▸ Testo della pagina
+ + + + + + +

Aldilà delle questioni tecnico-organizzative e dei grandi temi come la concertazione della politica estera, la due giorni del summit dell’Unione Europea sulla riscrittura del Trattato costituzionale si conclude con un accordo tra le parti in causa che segna un ulteriore e grave passo verso la definitiva negazione di uno dei diritti fondamentali riconosciuti da tutti i trattati internazionali precedenti: il diritto all’autodeterminazione.
UN DIRITTO QUASI CENTENARIO
Tale inalienabile diritto fece i suoi primi passi con il Trattato di Versailles del 1919 e fu successivamente riaffermato e ampliato dall’ONU nel 1945, dal “Patto internazionale sui diritti civili e politici” del 1966, dalla “Dichiarazione sulle relazioni amichevoli e la cooperazione tra Stati” del 1970 e dalla “Conferenza di Helsinki” del 1975. Per la legislazione internazionale quello all’autodeterminazione è un diritto “supremo, irrinunciabile e generale”, cioè non può essere derogato da altre convenzioni internazionali e prevale sul diritto interno degli Stati.
COME SI OCCULTA UN DIRITTO
Ma gli accordi scaturiti dall’odierno vertice UE vanno in tutt’altra direzione. Già nella prima stesura di quella che ci è stata propinata come “Costituzione Europea” il diritto all’autodeterminazione era sostanzialmente non previsto.

+ + + + + + +

▸ Materiale di lavoro
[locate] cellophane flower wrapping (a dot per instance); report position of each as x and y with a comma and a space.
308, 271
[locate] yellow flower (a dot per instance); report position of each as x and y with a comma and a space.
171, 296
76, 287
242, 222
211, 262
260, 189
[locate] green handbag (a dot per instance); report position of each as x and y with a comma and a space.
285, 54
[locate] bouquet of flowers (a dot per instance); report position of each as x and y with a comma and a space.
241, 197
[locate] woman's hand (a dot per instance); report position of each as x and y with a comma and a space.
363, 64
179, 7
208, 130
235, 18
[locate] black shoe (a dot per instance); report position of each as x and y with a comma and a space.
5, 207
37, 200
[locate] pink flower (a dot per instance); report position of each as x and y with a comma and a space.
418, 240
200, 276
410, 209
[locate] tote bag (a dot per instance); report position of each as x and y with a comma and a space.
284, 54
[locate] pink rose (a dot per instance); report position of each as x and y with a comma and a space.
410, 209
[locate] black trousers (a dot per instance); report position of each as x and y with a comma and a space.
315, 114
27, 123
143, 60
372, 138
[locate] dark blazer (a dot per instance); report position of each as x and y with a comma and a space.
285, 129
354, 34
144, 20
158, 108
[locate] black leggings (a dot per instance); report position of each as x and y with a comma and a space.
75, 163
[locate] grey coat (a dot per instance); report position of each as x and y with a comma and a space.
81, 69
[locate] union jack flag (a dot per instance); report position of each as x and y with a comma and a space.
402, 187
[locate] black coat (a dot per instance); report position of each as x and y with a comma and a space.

+ + + + + + +

▸ Cosa fare
(a) Ricopia le righe dalla riga che contiene "[locate] yellow flower" giù fino all'ultima, richieste comprese, spostando ogni coordinata delle risposte di 61 in più.
(b) Prosegui l'articolo sul diritto all'autodeterminazione dopo la sua ultima frase.
L'articolo sul diritto all'autodeterminazione e le righe vengono da fonti diverse.

▸ Elenco risposte
(a)
[locate] yellow flower (a dot per instance); report position of each as x and y with a comma and a space.
232, 357
137, 348
303, 283
272, 323
321, 250
[locate] green handbag (a dot per instance); report position of each as x and y with a comma and a space.
346, 115
[locate] bouquet of flowers (a dot per instance); report position of each as x and y with a comma and a space.
302, 258
[locate] woman's hand (a dot per instance); report position of each as x and y with a comma and a space.
424, 125
240, 68
269, 191
296, 79
[locate] black shoe (a dot per instance); report position of each as x and y with a comma and a space.
66, 268
98, 261
[locate] pink flower (a dot per instance); report position of each as x and y with a comma and a space.
479, 301
261, 337
471, 270
[locate] tote bag (a dot per instance); report position of each as x and y with a comma and a space.
345, 115
[locate] pink rose (a dot per instance); report position of each as x and y with a comma and a space.
471, 270
[locate] black trousers (a dot per instance); report position of each as x and y with a comma and a space.
376, 175
88, 184
204, 121
433, 199
[locate] dark blazer (a dot per instance); report position of each as x and y with a comma and a space.
346, 190
415, 95
205, 81
219, 169
[locate] black leggings (a dot per instance); report position of each as x and y with a comma and a space.
136, 224
[locate] grey coat (a dot per instance); report position of each as x and y with a comma and a space.
142, 130
[locate] union jack flag (a dot per instance); report position of each as x and y with a comma and a space.
463, 248
[locate] black coat (a dot per instance); report position of each as x and y with a comma and a space.

(b)
Oggi, dopo le pressioni particolarmente vigorose del premier inglese uscente Tony Blair, l’UE ha accettato che il Trattato costituzionale europeo tenga la “Carta dei diritti fondamentali” in una sorta di limbo. La Carta ad esempio afferma la non discriminazione delle minoranze nazionali, assicura la diversità culturale e linguistica e riconosce tutti i diritti sanciti dai Trattati internazionali, compreso il diritto all’autodeterminazione: “tutti i popoli devono poter stabilire in piena libertà, quando e come lo desiderano, il loro regime politico senza ingerenza esterna e di perseguire come desiderano il loro sviluppo economico, sociale e culturale”.
Per onestà dobbiamo assolutamente rimarcare come non sia solamente Blair a tentare di inibire il diritto all’autodeterminazione e gli altri diritti umani e sociali previsti dalla Carta. Dal canto suo la Corte Suprema Canadese, valutando le rivendicazioni di indipendenza del Québec ha recentemente riformulato i limiti di tale diritto riconoscendone la facoltà esclusivamente alle ex colonie, ai popoli dominati militarmente e a gruppi sociali “cui le autorità nazionali rifiutino un effettivo diritto allo sviluppo politico, economico, sociale e culturale”.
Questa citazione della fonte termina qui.